▶ WHAT YOU HAVE TO DO: If a line in the listing below contains "white", return that line.

Start of DATA

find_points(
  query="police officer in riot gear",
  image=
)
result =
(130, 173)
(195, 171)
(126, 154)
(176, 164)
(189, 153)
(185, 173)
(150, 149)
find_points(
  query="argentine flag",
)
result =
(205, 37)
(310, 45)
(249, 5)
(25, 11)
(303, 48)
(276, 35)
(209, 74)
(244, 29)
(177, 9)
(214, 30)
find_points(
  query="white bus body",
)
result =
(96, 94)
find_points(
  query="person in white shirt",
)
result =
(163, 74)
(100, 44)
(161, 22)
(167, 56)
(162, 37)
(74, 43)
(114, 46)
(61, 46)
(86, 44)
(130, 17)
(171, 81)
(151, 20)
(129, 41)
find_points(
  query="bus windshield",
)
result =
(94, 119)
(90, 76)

End of DATA

▶ WRITTEN ANSWER:
  query="white bus body",
  query="person in white shirt",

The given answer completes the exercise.